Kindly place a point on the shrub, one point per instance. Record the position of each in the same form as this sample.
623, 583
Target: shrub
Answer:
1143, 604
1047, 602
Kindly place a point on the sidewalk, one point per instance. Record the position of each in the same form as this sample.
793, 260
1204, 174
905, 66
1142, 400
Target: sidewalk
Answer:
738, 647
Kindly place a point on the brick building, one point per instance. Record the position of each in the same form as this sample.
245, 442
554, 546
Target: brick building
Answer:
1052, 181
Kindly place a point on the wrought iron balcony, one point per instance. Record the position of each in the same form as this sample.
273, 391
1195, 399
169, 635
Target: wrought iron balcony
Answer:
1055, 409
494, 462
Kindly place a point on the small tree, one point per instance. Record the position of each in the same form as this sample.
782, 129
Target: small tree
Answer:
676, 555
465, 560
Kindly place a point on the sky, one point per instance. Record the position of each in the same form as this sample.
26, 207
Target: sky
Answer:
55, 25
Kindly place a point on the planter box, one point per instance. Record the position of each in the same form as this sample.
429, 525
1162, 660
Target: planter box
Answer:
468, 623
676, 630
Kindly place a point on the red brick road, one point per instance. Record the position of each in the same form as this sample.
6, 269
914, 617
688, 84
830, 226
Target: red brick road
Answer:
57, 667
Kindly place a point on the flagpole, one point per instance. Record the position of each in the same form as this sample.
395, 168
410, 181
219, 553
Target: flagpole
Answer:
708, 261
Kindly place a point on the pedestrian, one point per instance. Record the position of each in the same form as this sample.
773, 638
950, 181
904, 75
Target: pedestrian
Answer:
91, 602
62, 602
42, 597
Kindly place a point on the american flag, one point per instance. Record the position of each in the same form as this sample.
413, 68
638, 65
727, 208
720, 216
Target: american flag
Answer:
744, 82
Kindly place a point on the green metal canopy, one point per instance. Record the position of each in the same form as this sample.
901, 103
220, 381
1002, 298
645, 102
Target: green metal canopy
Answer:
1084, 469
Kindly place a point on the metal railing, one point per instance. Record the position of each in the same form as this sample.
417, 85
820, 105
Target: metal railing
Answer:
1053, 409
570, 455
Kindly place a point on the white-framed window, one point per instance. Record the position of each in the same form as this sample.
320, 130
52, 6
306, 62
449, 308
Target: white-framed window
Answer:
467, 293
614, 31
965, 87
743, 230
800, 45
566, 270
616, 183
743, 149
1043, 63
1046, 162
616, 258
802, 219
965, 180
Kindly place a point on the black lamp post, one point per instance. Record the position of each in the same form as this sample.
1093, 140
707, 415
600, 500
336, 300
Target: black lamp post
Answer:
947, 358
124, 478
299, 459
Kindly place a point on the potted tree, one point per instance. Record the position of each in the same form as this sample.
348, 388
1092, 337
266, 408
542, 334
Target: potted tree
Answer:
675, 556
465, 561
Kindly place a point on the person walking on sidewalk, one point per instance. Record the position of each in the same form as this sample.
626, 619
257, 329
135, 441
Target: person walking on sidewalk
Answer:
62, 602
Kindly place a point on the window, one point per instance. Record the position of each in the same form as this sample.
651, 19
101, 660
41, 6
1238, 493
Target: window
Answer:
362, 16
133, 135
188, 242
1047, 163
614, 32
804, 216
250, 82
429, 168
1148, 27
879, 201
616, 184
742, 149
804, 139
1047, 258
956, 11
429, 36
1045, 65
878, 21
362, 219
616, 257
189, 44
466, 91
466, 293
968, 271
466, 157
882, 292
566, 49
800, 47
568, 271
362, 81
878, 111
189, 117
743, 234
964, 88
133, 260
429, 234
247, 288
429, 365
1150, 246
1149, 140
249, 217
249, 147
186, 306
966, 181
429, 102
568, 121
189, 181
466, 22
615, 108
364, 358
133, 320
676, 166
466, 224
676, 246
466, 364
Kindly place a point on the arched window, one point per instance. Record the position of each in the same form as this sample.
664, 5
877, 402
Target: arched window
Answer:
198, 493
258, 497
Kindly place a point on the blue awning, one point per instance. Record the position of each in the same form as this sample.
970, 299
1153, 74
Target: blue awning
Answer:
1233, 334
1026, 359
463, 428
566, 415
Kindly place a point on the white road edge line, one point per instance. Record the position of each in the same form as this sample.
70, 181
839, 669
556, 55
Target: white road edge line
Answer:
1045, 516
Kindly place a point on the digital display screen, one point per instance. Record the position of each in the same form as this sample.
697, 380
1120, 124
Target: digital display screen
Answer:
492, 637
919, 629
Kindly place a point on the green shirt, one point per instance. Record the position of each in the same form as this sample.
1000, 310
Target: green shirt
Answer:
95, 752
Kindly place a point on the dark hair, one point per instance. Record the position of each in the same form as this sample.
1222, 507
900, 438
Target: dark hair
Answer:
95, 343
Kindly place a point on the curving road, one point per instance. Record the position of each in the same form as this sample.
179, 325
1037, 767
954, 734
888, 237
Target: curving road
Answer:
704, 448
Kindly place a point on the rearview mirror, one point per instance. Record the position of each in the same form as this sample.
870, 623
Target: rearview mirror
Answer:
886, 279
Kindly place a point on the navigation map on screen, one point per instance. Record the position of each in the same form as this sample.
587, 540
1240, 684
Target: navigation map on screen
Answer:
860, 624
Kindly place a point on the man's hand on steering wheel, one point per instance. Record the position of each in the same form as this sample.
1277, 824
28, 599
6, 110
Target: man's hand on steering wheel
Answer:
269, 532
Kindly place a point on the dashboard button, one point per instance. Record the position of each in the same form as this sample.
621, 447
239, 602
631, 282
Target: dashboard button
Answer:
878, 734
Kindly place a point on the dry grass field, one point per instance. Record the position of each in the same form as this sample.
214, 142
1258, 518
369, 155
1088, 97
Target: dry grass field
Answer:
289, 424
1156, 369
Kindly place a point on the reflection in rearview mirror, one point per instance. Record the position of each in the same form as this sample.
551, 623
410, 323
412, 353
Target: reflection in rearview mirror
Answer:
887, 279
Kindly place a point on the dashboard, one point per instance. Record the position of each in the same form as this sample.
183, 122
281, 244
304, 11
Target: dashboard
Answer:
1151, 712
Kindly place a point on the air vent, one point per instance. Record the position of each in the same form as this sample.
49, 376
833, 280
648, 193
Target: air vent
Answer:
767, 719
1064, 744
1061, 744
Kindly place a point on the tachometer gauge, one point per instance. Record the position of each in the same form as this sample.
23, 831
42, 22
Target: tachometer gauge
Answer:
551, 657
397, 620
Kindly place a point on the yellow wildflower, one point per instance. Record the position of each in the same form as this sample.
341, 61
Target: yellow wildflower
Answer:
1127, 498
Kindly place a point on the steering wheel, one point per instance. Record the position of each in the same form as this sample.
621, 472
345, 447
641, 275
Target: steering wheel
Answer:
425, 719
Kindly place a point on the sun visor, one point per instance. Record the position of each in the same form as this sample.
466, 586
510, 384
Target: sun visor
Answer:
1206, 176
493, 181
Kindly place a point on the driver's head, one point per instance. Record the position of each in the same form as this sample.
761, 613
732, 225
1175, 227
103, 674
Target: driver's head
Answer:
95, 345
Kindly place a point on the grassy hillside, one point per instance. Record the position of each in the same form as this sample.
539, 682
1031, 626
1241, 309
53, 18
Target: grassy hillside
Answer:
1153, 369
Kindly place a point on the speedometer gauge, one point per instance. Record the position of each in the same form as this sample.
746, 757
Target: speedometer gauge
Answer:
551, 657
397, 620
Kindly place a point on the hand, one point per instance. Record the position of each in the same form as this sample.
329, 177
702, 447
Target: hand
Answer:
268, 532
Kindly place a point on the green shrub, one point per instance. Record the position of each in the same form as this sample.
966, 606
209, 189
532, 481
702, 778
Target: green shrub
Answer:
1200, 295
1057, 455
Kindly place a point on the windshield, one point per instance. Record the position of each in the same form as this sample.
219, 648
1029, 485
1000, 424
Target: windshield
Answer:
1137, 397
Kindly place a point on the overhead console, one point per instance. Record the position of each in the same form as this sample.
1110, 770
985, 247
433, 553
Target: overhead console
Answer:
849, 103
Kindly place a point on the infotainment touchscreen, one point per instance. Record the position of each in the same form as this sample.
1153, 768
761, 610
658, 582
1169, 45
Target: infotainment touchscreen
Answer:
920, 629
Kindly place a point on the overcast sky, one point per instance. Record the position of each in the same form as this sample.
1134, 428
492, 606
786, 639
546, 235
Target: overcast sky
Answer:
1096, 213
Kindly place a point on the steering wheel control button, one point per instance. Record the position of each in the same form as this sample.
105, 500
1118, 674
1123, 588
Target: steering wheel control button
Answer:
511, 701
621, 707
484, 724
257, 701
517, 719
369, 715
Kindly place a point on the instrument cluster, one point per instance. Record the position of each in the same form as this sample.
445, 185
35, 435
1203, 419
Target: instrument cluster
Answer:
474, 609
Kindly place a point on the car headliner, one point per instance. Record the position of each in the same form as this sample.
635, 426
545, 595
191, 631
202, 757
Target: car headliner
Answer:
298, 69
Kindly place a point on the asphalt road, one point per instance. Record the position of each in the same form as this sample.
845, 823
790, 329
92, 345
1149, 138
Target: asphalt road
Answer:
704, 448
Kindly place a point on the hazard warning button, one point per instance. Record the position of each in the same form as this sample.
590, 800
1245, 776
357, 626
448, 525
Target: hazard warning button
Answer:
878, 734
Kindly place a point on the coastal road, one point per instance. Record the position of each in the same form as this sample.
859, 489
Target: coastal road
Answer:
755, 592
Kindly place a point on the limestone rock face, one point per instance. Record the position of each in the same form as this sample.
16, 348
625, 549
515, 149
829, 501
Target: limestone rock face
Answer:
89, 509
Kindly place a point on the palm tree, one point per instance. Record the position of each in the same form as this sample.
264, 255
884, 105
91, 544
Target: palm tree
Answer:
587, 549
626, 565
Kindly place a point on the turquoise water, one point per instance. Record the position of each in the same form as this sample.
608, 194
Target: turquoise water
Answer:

§ Goal: Restate the final lines of the listing above word for word, beginning at the line that contains "Kindly place a point on the instrument".

§ Solution for this problem:
Kindly place a point on the instrument cluster, one point per instance. Record the position of each in the same form as this sample.
445, 185
35, 435
1203, 419
Target: instrument cluster
Answer:
474, 609
Kindly place a point on the car headliner, one point per instance. Record the position of each in the same form as this sample.
635, 426
545, 595
191, 631
202, 757
Target: car headliner
Answer:
298, 69
Kindly place a point on the asphalt road, one point per instance. Record the position of each in the same form as this sample.
845, 823
790, 329
92, 345
1149, 138
Target: asphalt road
Answer:
704, 448
Kindly place a point on the hazard warning button, one point per instance. Record the position of each in the same form as this sample.
590, 800
1245, 776
357, 626
448, 525
Target: hazard warning button
Answer:
878, 734
Kindly place a point on the coastal road, one point per instance. Record the position of each in the same form as this sample.
859, 489
Target: coastal road
Answer:
755, 592
Kindly place a point on the limestone rock face, one point per instance. Record the position of each in the same form as this sample.
16, 348
625, 549
515, 149
829, 501
Target: limestone rock face
Answer:
89, 509
Kindly place a point on the palm tree, one point per instance. Record the position of each in the same form as this sample.
264, 255
884, 105
91, 544
Target: palm tree
Answer:
587, 549
626, 565
Kindly place a point on the turquoise water, one point per instance. Record the position of each in the same form as this sample.
608, 194
Target: turquoise water
Answer:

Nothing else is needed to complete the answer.